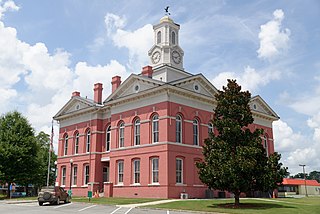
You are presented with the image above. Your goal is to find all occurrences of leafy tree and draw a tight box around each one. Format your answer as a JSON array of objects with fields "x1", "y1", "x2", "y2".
[
  {"x1": 0, "y1": 111, "x2": 38, "y2": 197},
  {"x1": 197, "y1": 80, "x2": 287, "y2": 206}
]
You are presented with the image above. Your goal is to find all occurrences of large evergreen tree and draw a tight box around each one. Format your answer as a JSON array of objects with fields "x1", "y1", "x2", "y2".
[{"x1": 197, "y1": 80, "x2": 287, "y2": 206}]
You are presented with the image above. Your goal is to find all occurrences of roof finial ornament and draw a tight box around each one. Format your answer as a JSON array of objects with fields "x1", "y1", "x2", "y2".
[{"x1": 164, "y1": 6, "x2": 171, "y2": 16}]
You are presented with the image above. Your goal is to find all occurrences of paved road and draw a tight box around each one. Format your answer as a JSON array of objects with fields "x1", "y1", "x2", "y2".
[{"x1": 0, "y1": 202, "x2": 198, "y2": 214}]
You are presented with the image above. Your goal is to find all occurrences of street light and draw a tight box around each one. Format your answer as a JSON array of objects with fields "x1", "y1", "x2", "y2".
[
  {"x1": 69, "y1": 158, "x2": 73, "y2": 198},
  {"x1": 54, "y1": 161, "x2": 58, "y2": 186},
  {"x1": 299, "y1": 164, "x2": 308, "y2": 197}
]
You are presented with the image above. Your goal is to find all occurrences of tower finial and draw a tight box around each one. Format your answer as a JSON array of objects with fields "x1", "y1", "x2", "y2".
[{"x1": 164, "y1": 6, "x2": 171, "y2": 16}]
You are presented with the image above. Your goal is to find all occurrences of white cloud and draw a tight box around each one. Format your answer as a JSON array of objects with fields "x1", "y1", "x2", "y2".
[
  {"x1": 212, "y1": 66, "x2": 281, "y2": 93},
  {"x1": 257, "y1": 9, "x2": 290, "y2": 59}
]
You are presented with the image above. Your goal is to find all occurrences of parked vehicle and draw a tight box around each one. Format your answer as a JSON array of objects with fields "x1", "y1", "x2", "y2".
[{"x1": 38, "y1": 186, "x2": 70, "y2": 206}]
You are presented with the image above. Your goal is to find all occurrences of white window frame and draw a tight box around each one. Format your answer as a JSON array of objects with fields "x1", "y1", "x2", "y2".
[
  {"x1": 134, "y1": 118, "x2": 141, "y2": 146},
  {"x1": 119, "y1": 122, "x2": 124, "y2": 148},
  {"x1": 63, "y1": 135, "x2": 69, "y2": 156},
  {"x1": 132, "y1": 159, "x2": 141, "y2": 184},
  {"x1": 86, "y1": 129, "x2": 91, "y2": 153},
  {"x1": 83, "y1": 164, "x2": 90, "y2": 185},
  {"x1": 106, "y1": 126, "x2": 111, "y2": 152},
  {"x1": 192, "y1": 119, "x2": 199, "y2": 146},
  {"x1": 151, "y1": 157, "x2": 159, "y2": 184},
  {"x1": 151, "y1": 114, "x2": 159, "y2": 143},
  {"x1": 117, "y1": 160, "x2": 124, "y2": 184},
  {"x1": 176, "y1": 158, "x2": 183, "y2": 184},
  {"x1": 176, "y1": 115, "x2": 182, "y2": 143}
]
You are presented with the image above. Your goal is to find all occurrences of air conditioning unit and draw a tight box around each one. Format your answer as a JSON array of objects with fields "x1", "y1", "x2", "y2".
[{"x1": 180, "y1": 193, "x2": 189, "y2": 199}]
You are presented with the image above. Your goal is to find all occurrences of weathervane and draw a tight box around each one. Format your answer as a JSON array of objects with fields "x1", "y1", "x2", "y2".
[{"x1": 164, "y1": 6, "x2": 170, "y2": 16}]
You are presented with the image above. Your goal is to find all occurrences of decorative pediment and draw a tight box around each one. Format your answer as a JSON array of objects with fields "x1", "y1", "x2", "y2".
[
  {"x1": 170, "y1": 74, "x2": 218, "y2": 97},
  {"x1": 53, "y1": 96, "x2": 95, "y2": 119},
  {"x1": 104, "y1": 74, "x2": 164, "y2": 103},
  {"x1": 250, "y1": 95, "x2": 279, "y2": 119}
]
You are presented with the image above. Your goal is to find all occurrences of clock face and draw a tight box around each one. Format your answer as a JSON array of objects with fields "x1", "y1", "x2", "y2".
[
  {"x1": 172, "y1": 51, "x2": 181, "y2": 64},
  {"x1": 151, "y1": 51, "x2": 161, "y2": 64}
]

TASK INSTRUCTIONS
Pick out each line in the listing above that contains the string "finial", and copy those lines. Match case exactly.

THE ANSWER
You are presented with the image above. Your goal is to find all occurrences of roof finial ornament and draw a tight box around each one. Format your answer as a JSON array of objects with fields "x1", "y1", "x2", "y2".
You are presented with the image above. Your goal is to find all occurrences of tower finial and draw a tight box around each one. Format your answer as a JSON array of objects with fields "x1", "y1", "x2", "y2".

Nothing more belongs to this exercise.